■ **Records to process**
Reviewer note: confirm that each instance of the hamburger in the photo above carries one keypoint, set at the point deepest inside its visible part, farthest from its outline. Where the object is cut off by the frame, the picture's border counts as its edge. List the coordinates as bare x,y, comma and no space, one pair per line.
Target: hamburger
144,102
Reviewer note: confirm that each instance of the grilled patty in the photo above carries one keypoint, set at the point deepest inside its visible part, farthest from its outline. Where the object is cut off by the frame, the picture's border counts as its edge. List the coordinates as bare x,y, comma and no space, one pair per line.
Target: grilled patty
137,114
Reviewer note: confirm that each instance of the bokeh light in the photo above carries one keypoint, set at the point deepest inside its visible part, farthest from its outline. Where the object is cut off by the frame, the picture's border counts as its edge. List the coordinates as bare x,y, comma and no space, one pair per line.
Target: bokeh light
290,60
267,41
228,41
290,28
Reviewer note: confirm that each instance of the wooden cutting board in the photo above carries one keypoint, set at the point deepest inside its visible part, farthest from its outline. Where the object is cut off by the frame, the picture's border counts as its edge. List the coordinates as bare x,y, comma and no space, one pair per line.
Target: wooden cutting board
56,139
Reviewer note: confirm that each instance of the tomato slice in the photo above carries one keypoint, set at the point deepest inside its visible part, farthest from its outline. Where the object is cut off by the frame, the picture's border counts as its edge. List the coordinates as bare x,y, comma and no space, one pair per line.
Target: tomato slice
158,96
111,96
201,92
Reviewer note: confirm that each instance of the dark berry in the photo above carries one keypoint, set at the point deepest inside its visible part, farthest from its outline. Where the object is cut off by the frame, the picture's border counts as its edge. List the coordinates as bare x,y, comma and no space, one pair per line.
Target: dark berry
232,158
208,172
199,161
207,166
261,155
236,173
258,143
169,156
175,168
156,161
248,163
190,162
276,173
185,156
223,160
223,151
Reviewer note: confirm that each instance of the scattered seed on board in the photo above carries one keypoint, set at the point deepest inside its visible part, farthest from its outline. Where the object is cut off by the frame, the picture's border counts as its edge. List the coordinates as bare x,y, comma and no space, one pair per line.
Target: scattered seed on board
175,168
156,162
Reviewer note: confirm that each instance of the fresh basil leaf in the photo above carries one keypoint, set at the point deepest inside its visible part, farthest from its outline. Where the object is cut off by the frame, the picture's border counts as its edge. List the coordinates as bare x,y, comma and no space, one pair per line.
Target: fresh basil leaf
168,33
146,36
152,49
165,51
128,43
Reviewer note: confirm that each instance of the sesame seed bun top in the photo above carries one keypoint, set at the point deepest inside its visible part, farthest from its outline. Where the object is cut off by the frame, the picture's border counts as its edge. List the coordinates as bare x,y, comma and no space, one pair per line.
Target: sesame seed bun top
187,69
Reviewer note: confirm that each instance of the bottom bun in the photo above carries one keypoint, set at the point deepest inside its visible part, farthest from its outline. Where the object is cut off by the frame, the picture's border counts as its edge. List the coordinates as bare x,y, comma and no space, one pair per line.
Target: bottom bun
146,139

■ **Objective**
Give the listing above again, word for word.

■ **Written response**
Reviewer note: confirm that each instance of the hamburger in the photo above carries one keypoint, set at the point deepest inside its visible part, farthest from its outline. Where the object is cut off by the frame, the picture's border counts as its edge. List the coordinates as bare x,y, comma and no space, one pair per line.
Target: hamburger
144,102
Reviewer note: confirm that each instance of the grilled patty in the photo above carries one keypoint, set at the point deepest inside its visible part, farthest from its outline. Where the object is cut off by the frame, the picture's border counts as its edge. List the coordinates as bare x,y, comma and no space, one pair per line.
Target: grilled patty
137,114
Reviewer note: confirm that each instance of the bokeh light in the photo above carries one keypoint, set at the point deepest inside its visible part, farthest from its outline. Where the object is cut off by the frame, the picture's border counts as its edge. List the coordinates as bare x,y, comma and no space, one pair per line.
Target: bokeh light
290,60
267,41
228,41
290,28
Reviewer note: confirm that each instance of the wooden cutting board in the photo above carries one keypoint, set at the point deepest inside its visible part, farthest from its outline. Where the object is cut off by the frame, the picture's border counts as its edge. List the coordinates as bare x,y, comma and no space, one pair per line.
Target: wooden cutting board
56,139
Reviewer note: confirm that each instance of the tomato slice in the photo above carries one keypoint, set at the point deepest inside its visible part, farthest from its outline. Where the object is cut off by the frame, the picture's border counts as its edge. List the coordinates as bare x,y, comma and no space, one pair per line.
Target: tomato slice
158,96
111,96
201,92
Reviewer note: confirm that each instance of the dark berry in the photo above carries one keypoint, set at the point deepest inside its visible part, farthest from its outline. Where the object is cut off by the frame, the picture's border counts as its edge. List the coordinates as bare x,y, comma and no space, one pair per line.
Target: dark berry
232,158
208,172
199,161
207,166
261,155
236,173
258,143
169,156
175,168
156,161
248,163
190,162
276,173
185,156
223,160
223,151
Reviewer note: confirm that each instance of the scattered seed on board in the photo above carries one keypoint, set at the point deepest inside its visible part, farthest from its outline. Where the object is cut off by the frame, the picture's border counts as its edge. List the coordinates as bare x,y, comma and no space, one pair per line.
Target: scattered seed on board
175,168
156,162
Reviewer note: confirm that each instance of the fresh basil leaf in the photo above carries one keypoint, set at the point deepest inside its visible part, farthest from its outline. Where the object is cut off by the frame, the picture's border counts as its edge. List the coordinates as bare x,y, comma and no space, one pair per line.
Target: fresh basil leaf
168,33
146,36
152,49
165,51
128,43
Reviewer note: confirm that each instance of the sesame seed bun top in the photo above carries one keypoint, set at the point deepest inside its visible part, farthest from its outline. Where the object is cut off by the frame, the picture's border counts as its edge. List the coordinates as bare x,y, comma and no space, one pair per line.
Target: sesame seed bun top
187,69
Reviewer note: confirm that each instance of the bottom bun in the photo above carries one keypoint, set at the point deepest inside its visible part, farthest from its outline. Where the object is cut off by the frame, the picture's border counts as its edge. List the coordinates as bare x,y, comma and no space, one pair per line.
Target: bottom bun
146,139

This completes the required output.